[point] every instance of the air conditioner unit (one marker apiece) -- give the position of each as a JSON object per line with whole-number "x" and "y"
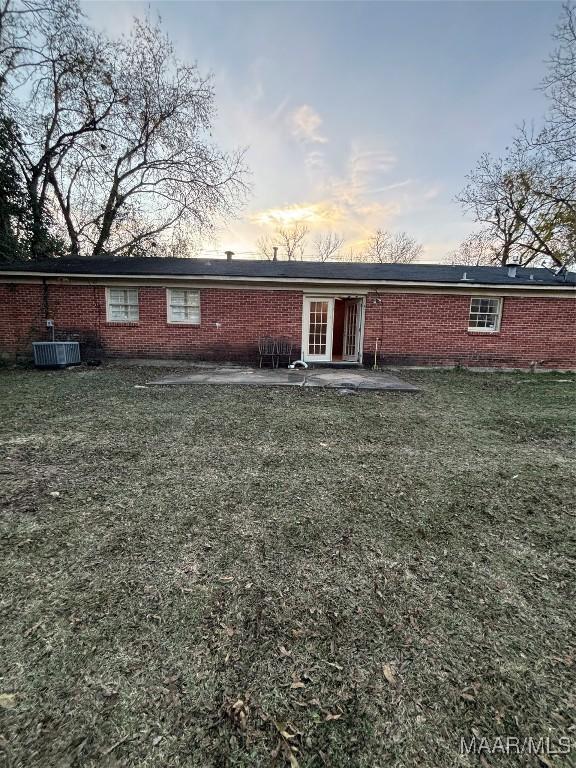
{"x": 56, "y": 354}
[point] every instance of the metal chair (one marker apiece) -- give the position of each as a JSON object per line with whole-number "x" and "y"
{"x": 284, "y": 349}
{"x": 267, "y": 348}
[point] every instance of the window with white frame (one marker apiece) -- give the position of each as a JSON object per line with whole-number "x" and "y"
{"x": 485, "y": 313}
{"x": 122, "y": 305}
{"x": 183, "y": 305}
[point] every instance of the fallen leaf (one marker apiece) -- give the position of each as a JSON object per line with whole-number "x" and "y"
{"x": 388, "y": 672}
{"x": 7, "y": 700}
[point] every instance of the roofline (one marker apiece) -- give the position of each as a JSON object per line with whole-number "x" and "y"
{"x": 529, "y": 285}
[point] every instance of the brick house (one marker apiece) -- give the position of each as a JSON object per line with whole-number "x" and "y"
{"x": 333, "y": 312}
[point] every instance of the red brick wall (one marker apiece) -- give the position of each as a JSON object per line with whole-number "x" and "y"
{"x": 80, "y": 312}
{"x": 432, "y": 329}
{"x": 410, "y": 328}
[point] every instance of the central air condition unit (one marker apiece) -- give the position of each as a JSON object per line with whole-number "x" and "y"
{"x": 56, "y": 354}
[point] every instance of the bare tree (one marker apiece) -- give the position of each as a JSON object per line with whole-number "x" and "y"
{"x": 477, "y": 250}
{"x": 506, "y": 195}
{"x": 115, "y": 139}
{"x": 391, "y": 248}
{"x": 266, "y": 246}
{"x": 290, "y": 241}
{"x": 328, "y": 246}
{"x": 527, "y": 200}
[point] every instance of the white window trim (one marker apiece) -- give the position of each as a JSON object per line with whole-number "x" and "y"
{"x": 169, "y": 319}
{"x": 496, "y": 329}
{"x": 109, "y": 319}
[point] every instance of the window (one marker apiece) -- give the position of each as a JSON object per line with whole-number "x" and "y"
{"x": 183, "y": 306}
{"x": 122, "y": 305}
{"x": 485, "y": 314}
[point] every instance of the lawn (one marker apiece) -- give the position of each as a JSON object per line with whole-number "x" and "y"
{"x": 228, "y": 576}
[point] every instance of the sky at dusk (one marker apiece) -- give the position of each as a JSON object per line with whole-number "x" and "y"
{"x": 359, "y": 115}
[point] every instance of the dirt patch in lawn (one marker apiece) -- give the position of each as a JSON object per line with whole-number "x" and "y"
{"x": 226, "y": 576}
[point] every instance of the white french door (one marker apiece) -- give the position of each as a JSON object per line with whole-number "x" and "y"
{"x": 317, "y": 328}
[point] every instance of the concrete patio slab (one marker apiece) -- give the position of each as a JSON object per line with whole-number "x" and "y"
{"x": 353, "y": 379}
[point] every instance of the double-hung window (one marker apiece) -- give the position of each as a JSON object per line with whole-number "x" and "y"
{"x": 122, "y": 305}
{"x": 485, "y": 314}
{"x": 183, "y": 306}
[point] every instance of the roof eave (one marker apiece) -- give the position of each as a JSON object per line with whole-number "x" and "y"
{"x": 533, "y": 285}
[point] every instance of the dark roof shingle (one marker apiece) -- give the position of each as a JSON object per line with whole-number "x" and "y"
{"x": 304, "y": 270}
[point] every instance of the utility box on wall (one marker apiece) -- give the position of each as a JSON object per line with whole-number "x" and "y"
{"x": 56, "y": 354}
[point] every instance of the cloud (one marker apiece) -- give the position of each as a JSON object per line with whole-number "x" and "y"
{"x": 304, "y": 123}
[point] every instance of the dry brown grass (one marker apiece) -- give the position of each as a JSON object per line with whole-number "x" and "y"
{"x": 228, "y": 576}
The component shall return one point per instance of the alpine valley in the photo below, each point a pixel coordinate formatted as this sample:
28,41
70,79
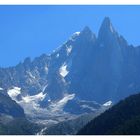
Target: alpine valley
61,92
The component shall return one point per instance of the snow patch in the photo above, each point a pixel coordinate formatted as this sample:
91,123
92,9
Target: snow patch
107,103
31,75
63,70
74,36
14,92
69,49
58,106
77,33
46,69
35,98
101,45
57,55
88,107
111,28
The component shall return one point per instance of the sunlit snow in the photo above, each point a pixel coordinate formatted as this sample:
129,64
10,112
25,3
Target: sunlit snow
37,97
107,103
14,92
57,55
63,70
58,106
69,49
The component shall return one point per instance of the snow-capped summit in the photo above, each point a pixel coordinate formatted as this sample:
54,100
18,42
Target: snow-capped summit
93,68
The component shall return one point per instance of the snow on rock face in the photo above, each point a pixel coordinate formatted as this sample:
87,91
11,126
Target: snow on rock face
63,70
46,69
36,98
57,55
76,33
69,49
74,36
58,106
107,103
1,88
31,75
14,92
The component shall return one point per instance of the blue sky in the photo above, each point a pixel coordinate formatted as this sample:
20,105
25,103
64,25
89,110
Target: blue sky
33,30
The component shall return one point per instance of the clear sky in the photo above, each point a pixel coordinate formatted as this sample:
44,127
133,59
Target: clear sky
33,30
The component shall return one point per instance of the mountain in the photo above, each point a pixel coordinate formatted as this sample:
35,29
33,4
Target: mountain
79,77
122,118
70,127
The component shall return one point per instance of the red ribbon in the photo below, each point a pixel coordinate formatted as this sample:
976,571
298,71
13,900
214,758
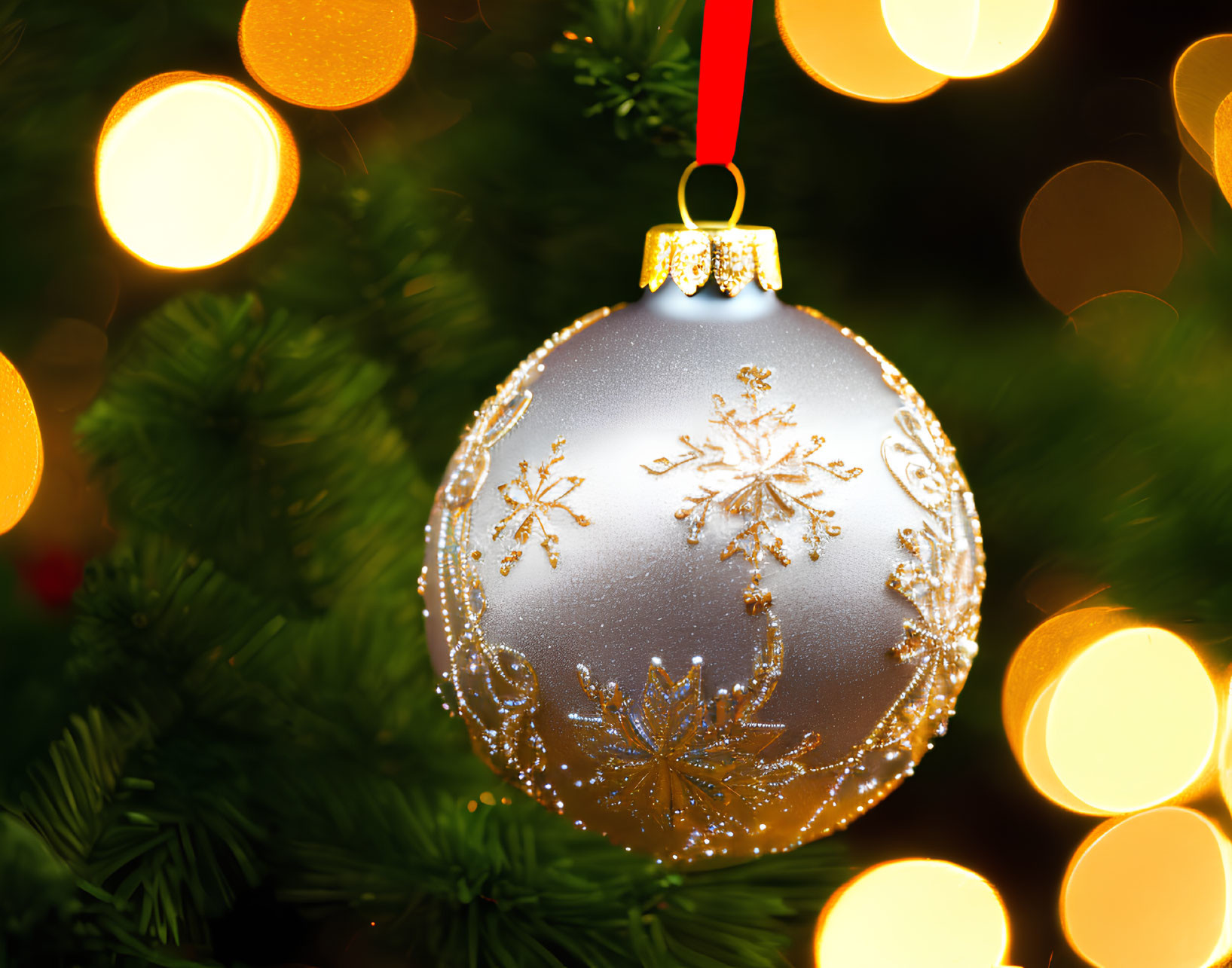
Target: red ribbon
725,54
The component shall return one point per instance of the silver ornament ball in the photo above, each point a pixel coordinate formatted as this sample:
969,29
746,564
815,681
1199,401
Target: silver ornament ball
704,574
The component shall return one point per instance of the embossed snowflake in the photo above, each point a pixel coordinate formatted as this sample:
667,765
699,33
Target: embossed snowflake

..............................

## TRY IT
Go through the records and work out how many lines contain the string "embossed". The answer should be that number alone.

## REPLY
2